Exercise task: Can you format every item below as a two-column CSV with the headers instruction and coordinates, one row per item, with the item's text and its answer each in one quoted field and any line breaks turned into spaces? Leave the pictures out.

Given data:
______________________________
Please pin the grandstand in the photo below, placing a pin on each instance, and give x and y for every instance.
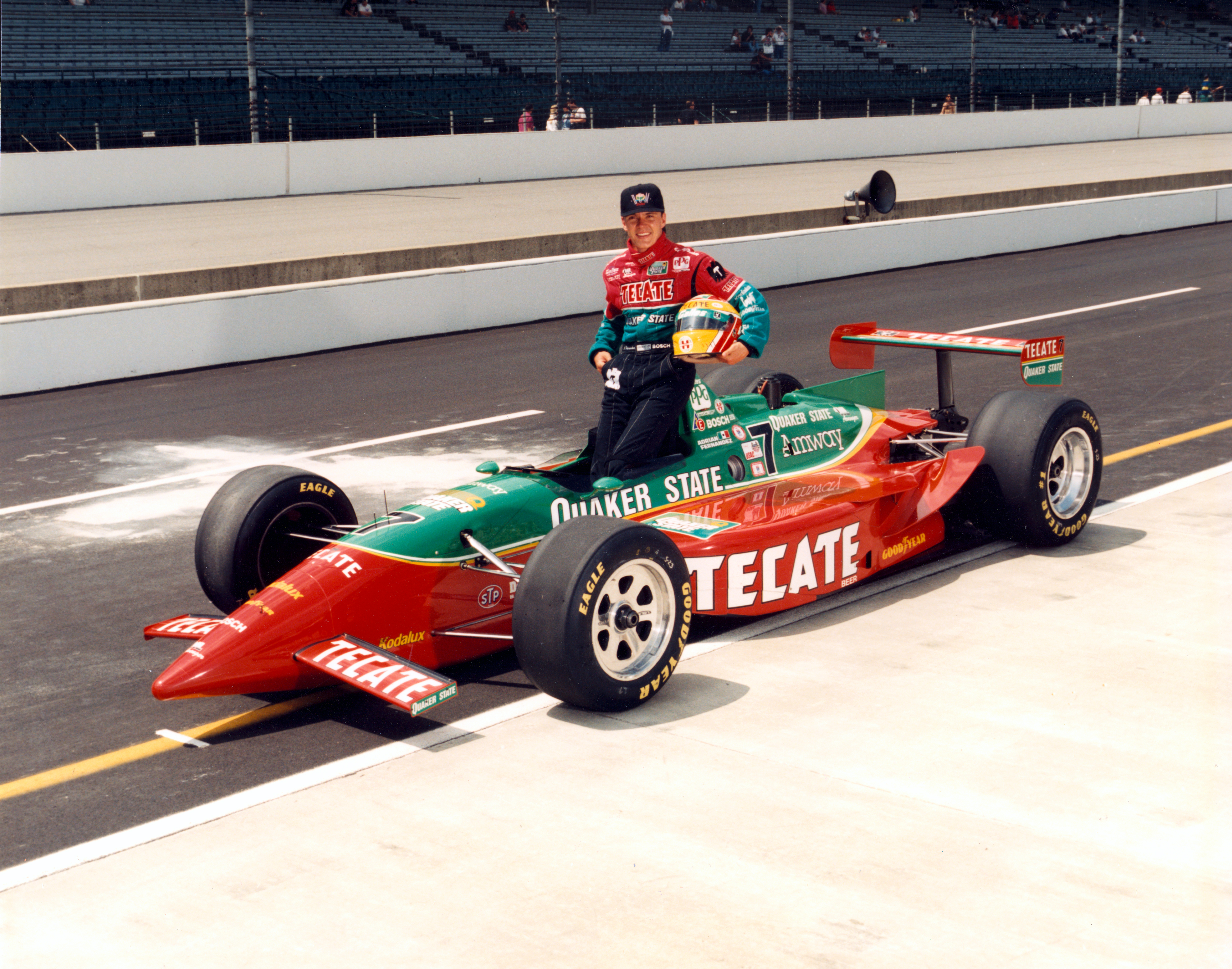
(122, 73)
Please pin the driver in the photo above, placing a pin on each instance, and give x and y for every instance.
(645, 386)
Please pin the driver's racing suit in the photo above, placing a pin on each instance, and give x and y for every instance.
(646, 387)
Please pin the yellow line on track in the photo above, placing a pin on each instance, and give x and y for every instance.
(151, 748)
(1167, 443)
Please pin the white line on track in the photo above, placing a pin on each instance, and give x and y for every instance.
(264, 460)
(1081, 310)
(102, 848)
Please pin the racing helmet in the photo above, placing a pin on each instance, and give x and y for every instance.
(705, 328)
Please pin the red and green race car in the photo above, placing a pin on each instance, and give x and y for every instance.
(767, 497)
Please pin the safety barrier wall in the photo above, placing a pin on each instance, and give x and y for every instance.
(51, 350)
(74, 180)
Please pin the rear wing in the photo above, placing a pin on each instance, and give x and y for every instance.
(853, 346)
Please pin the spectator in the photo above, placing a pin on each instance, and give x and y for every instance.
(691, 115)
(666, 36)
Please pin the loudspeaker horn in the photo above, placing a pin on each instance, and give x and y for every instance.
(879, 193)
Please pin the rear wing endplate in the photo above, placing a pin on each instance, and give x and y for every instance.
(853, 346)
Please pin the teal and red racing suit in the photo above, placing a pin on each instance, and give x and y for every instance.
(645, 291)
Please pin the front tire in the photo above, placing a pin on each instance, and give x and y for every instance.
(603, 612)
(244, 540)
(1043, 465)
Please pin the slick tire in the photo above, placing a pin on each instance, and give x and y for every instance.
(603, 612)
(244, 540)
(1043, 463)
(738, 380)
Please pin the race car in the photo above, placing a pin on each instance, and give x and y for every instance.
(767, 497)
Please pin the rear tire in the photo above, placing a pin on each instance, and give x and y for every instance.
(1043, 463)
(737, 380)
(244, 539)
(603, 612)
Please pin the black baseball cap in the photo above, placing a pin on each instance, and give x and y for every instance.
(645, 198)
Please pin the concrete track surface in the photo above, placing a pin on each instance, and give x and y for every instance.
(1018, 762)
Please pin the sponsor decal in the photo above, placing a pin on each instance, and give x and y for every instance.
(647, 291)
(188, 626)
(691, 525)
(260, 605)
(394, 679)
(700, 396)
(816, 562)
(404, 639)
(788, 420)
(694, 484)
(902, 546)
(318, 487)
(592, 584)
(614, 504)
(344, 562)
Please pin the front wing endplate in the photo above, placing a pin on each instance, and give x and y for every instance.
(396, 680)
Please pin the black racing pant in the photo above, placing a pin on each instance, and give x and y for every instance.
(644, 394)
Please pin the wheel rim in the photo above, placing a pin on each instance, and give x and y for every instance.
(634, 620)
(1071, 471)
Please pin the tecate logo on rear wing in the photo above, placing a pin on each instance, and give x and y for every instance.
(403, 684)
(853, 346)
______________________________
Full solution:
instruction,coordinates
"Please pin the grandstand in the photo below, placing a pin on each instance, and give x and y for every instance.","(122, 73)"
"Please pin the driver in the photo above, placing a pin on each instance, and give x and y for every instance.","(645, 386)"
"Please pin the driver's racing suit in the photo above, placing a pin on each instance, and give x and y for every instance.","(646, 387)"
"Please pin the yellow line on track in the photo above, placing a pin on each instance, and give x and y for every instance.","(151, 748) (1167, 443)"
"Please pin the white line on track in the photo above, placing a pin on each instance, and give x and y for every instance.","(264, 460) (1081, 310) (102, 848)"
"Please pin the racing helmet in the photo above, placing a pin on each instance, and give x and y for every instance.","(705, 328)"
"Please pin the red and green race car in the photo above, placing a pin on each instance, and give x and y for every instance.","(767, 497)"
"Please pin the safety barrier wall in the photo above, placing a pin on each instance, and give x and y for every instance.","(51, 350) (74, 180)"
"Please pin the rear wing in the photo above, placing a pin on each instance, and give x and y for every instance.","(853, 346)"
"Please pin the spectator in the photo above, placing a pin on each instance, and give x and y for every instance.","(691, 115) (666, 36)"
"Please pin the loudspeaker horn in the photo above, placing a pin on each instance, and give x and y for every instance.","(879, 193)"
"Please pin the rear wing endplate in the photo above, placing a pin on each instance, and give x and y for every instance.","(853, 346)"
"Please pin the teal and red racing suit in the photo above, placing a pin on each instance, and give x and y for every instance.","(645, 291)"
"Please pin the front tire in the photo above, placing a pin on each instance, and give x and y for every instance.","(603, 612) (244, 540) (1043, 465)"
"Please pin the slick tire in the photo above, placing a pin on each instance, and give x and y for every instance.","(603, 612) (244, 540) (1043, 463) (738, 380)"
"Please pin the race car in the photo above, placing a pin on each instance, and give x and y for every instance.","(767, 497)"
"Please pin the rear tire in the photo above, placing a pin on each instance, and give x and y for every instance.","(1043, 463) (737, 380) (244, 539) (603, 612)"
"Please pin the black baseball cap in the photo above, placing a pin on each instance, and give x and y for every instance.","(645, 198)"
"Please pin the concrete track surface in the photo above, placing a pin on each instance, and give x and y for every instance.","(1018, 762)"
"Please pin the sponsor decal in the photo above, placing a pin on each instance, and give x and y for every instance.","(647, 291) (188, 626) (691, 525) (260, 605) (394, 679) (700, 396) (816, 562) (404, 639) (788, 420) (694, 484) (902, 546) (318, 487) (592, 584) (614, 504) (344, 562)"
"Please pin the front wing endplate in the photo above, placing a pin on each instance, and give x and y for every instance.","(396, 680)"
"Please pin the black racing pant in the photo above, placing a pin on each instance, and give x and y for every instance.","(644, 394)"
"Please pin the wheel rim in the photo above, placing a pin on each instance, and give x and y for every instance.","(634, 620) (1071, 471)"
"Please pin the tecate logo on rear wing in the photo above, placing a pin on each instance, and give x and y for every instance.","(403, 684) (853, 346)"